Location annotation dataset excerpts
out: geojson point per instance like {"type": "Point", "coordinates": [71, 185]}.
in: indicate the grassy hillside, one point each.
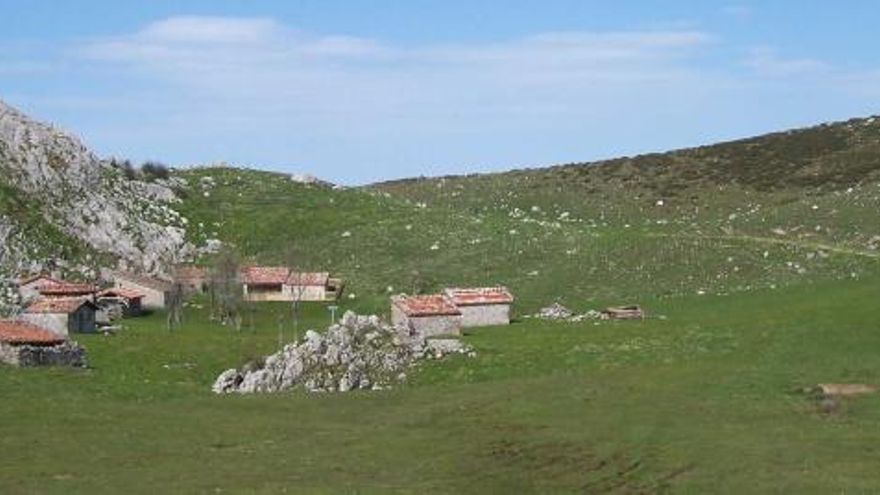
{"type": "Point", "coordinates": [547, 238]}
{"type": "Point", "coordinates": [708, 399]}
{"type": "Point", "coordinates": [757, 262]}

---

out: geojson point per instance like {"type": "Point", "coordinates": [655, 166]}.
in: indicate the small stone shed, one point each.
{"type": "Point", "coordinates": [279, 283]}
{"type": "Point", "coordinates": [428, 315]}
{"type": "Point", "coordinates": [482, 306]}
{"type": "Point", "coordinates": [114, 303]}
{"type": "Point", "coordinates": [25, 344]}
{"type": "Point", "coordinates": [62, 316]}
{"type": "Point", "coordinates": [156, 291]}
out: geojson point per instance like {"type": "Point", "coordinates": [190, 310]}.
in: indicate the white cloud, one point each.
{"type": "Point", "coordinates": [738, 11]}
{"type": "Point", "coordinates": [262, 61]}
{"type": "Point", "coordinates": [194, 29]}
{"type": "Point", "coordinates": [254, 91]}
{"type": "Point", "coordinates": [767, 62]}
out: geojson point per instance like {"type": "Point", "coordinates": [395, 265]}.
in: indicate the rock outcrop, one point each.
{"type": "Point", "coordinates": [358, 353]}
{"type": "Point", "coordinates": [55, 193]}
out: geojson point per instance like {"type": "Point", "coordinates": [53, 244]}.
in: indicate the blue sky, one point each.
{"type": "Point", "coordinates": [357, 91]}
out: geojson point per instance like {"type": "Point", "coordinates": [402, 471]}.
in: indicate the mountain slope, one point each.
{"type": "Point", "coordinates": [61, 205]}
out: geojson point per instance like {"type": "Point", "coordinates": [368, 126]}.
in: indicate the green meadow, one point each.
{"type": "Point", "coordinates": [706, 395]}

--

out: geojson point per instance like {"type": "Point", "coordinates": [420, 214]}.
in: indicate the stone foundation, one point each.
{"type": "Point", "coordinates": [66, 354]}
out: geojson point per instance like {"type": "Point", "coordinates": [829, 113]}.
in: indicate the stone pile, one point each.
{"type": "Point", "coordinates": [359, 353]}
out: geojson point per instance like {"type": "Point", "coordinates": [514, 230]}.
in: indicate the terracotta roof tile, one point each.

_Exercise goal_
Filter the records above, keeping only the lines that contain the string "stone", and copy each of those lines in full.

_Response_
in: indicate the small stone shed, one point each.
in: indicate the stone foundation, one point each.
in: indicate the stone pile, one point each.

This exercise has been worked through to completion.